-- START Records for the exercise --

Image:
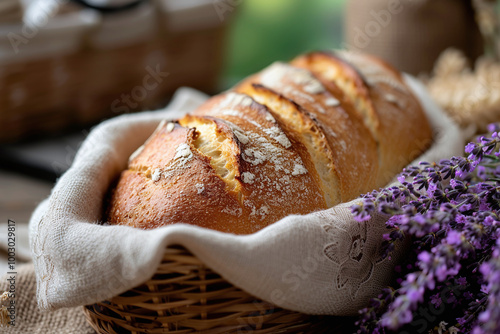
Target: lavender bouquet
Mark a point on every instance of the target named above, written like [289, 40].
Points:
[449, 211]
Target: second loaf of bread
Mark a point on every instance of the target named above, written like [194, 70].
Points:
[292, 139]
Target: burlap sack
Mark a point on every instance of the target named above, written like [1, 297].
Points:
[29, 319]
[411, 34]
[321, 263]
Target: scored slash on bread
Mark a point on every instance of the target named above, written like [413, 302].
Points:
[389, 110]
[292, 139]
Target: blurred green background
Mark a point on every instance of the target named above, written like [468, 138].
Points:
[263, 31]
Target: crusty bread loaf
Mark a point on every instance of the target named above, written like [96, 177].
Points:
[292, 139]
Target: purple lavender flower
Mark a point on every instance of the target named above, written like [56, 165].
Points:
[451, 212]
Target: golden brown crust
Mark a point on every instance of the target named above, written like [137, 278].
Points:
[272, 180]
[352, 151]
[288, 140]
[387, 106]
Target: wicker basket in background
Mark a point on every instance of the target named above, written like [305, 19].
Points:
[185, 296]
[77, 83]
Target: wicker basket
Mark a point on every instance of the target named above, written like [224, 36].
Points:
[78, 86]
[184, 296]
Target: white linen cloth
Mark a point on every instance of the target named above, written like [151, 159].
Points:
[320, 263]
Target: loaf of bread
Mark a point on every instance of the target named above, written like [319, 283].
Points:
[292, 139]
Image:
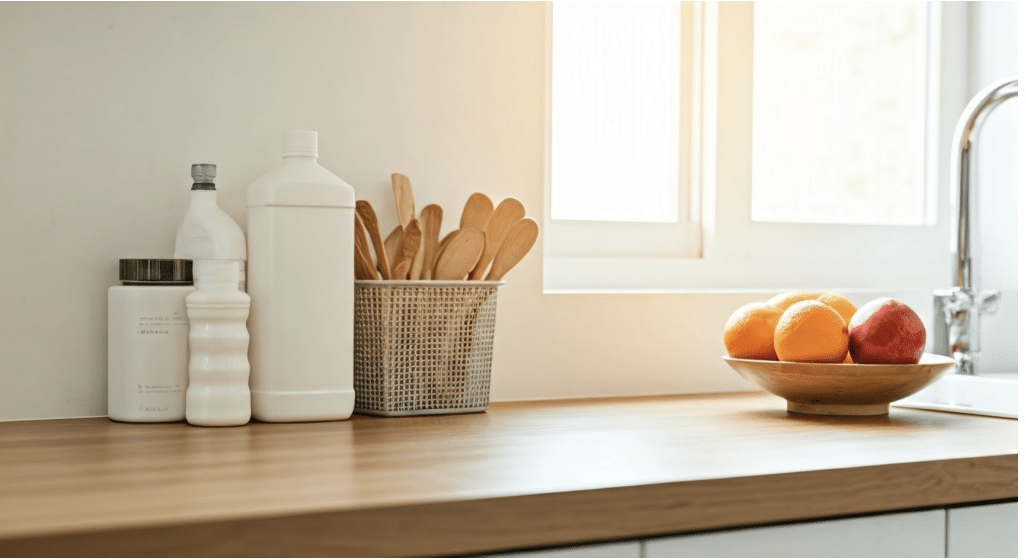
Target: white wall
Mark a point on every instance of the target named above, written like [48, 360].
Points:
[105, 106]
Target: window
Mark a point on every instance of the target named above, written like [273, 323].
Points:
[746, 138]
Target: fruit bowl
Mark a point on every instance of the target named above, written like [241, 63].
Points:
[844, 389]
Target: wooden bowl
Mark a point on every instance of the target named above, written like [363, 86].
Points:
[841, 390]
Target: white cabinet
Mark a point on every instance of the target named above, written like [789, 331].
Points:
[895, 535]
[984, 531]
[974, 531]
[629, 549]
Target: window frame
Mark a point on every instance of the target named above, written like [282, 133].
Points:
[722, 248]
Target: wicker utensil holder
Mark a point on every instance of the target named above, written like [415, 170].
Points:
[423, 347]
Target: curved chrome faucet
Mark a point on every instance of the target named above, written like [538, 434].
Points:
[962, 306]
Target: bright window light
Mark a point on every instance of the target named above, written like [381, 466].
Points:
[839, 113]
[616, 111]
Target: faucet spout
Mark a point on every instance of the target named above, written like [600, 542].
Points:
[965, 132]
[961, 307]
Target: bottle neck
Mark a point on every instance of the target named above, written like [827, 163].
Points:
[203, 199]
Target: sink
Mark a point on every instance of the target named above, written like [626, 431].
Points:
[987, 394]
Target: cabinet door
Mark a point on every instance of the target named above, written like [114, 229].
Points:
[984, 531]
[894, 535]
[629, 549]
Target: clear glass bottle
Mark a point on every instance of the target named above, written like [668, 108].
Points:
[219, 342]
[147, 341]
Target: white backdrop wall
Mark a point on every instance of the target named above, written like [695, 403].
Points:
[104, 107]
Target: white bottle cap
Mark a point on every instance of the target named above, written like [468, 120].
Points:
[211, 273]
[300, 143]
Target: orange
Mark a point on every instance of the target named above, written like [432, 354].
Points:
[811, 331]
[784, 301]
[841, 305]
[749, 331]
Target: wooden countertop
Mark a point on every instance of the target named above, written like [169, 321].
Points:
[530, 474]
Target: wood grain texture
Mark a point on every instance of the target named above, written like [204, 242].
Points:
[521, 475]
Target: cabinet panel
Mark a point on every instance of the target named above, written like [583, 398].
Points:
[984, 531]
[895, 535]
[630, 549]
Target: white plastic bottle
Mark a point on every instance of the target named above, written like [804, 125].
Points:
[148, 341]
[207, 232]
[301, 279]
[219, 342]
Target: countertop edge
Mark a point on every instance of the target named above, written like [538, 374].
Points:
[485, 525]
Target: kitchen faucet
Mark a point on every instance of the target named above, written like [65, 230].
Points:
[957, 311]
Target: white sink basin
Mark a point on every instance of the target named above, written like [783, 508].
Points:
[988, 394]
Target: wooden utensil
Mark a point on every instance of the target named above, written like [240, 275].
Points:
[392, 245]
[403, 192]
[508, 212]
[460, 254]
[407, 252]
[363, 249]
[441, 248]
[369, 218]
[517, 243]
[476, 212]
[431, 223]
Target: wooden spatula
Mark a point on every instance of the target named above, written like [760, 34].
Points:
[407, 252]
[431, 223]
[503, 218]
[403, 192]
[476, 212]
[518, 242]
[363, 250]
[460, 254]
[393, 243]
[369, 218]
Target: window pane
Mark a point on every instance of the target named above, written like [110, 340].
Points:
[839, 112]
[616, 84]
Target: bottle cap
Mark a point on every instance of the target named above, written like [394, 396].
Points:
[300, 143]
[203, 174]
[155, 272]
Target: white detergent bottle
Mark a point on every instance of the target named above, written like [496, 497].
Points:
[207, 232]
[301, 280]
[219, 366]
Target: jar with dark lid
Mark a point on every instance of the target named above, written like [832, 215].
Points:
[148, 341]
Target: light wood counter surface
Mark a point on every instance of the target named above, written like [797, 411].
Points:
[531, 474]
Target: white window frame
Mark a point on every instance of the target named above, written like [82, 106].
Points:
[729, 251]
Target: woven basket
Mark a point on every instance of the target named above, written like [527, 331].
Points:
[423, 347]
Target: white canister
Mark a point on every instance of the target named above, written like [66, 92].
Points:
[219, 342]
[147, 341]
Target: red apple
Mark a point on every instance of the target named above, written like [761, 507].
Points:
[885, 331]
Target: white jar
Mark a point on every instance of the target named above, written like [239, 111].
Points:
[219, 368]
[147, 341]
[301, 279]
[207, 232]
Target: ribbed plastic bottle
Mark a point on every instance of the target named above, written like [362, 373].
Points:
[219, 365]
[301, 280]
[207, 232]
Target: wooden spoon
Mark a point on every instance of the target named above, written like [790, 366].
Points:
[506, 215]
[431, 223]
[392, 245]
[476, 212]
[410, 244]
[403, 192]
[517, 243]
[460, 254]
[363, 251]
[369, 218]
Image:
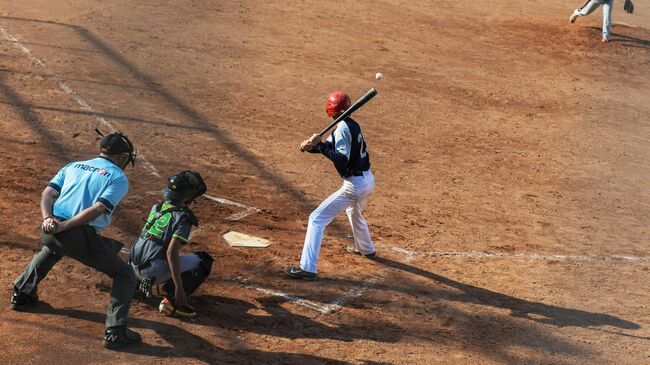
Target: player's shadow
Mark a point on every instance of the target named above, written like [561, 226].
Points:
[185, 344]
[535, 311]
[194, 118]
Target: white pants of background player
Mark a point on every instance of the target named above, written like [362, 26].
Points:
[351, 198]
[607, 13]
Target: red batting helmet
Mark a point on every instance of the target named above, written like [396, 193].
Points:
[337, 103]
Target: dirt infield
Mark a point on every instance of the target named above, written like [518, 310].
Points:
[509, 147]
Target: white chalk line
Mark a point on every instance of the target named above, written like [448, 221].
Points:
[332, 307]
[410, 255]
[248, 210]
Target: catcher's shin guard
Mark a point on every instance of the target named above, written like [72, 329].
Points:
[192, 279]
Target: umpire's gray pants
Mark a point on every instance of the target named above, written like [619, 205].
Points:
[85, 245]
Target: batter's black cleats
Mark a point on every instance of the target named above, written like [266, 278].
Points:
[20, 301]
[353, 249]
[295, 272]
[120, 336]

-- END Records for the exercise --

*Exercise description*
Only the lines from the one holding "Target: ribbed plastic bottle" through the last line of the records should be output, please, exactly and without any pictures.

*Finished exercise*
Target: ribbed plastic bottle
Mark a point on every instance of the target named above, written like [362, 373].
Points:
[219, 365]
[301, 280]
[207, 232]
Target: wooden spoon
Mark a point on every instance of the target named above, written like [790, 366].
Points:
[506, 215]
[431, 223]
[392, 245]
[476, 212]
[410, 244]
[403, 192]
[517, 243]
[460, 254]
[363, 251]
[369, 218]
Image:
Target: player's shadow
Mark a point on every instance of the target named above, written like [561, 226].
Points:
[185, 344]
[535, 311]
[194, 118]
Target: white pants of background player
Mark a point on every instance of the target named above, written like [362, 26].
Points:
[351, 198]
[607, 13]
Target: red batting helmet
Mark a point on every instance of the target named above, written like [396, 193].
Points:
[337, 103]
Target: dirt infield
Mark a point on every instance of the target named above, written like [518, 310].
Points:
[509, 147]
Target: white chalk line
Mark a point on every instance of the target named above, written like [448, 221].
Points:
[332, 307]
[410, 255]
[248, 210]
Target: catcher's shin guard
Mark a point on every instance of the target named above, written like [72, 329].
Points:
[192, 279]
Target: umpire's gray pants
Mark a point on every instance of the target named above, written like [619, 205].
Points:
[85, 245]
Target: batter's black cleats
Mark a point on every instance of the target named above, written like [266, 278].
Points:
[20, 301]
[353, 249]
[295, 272]
[120, 336]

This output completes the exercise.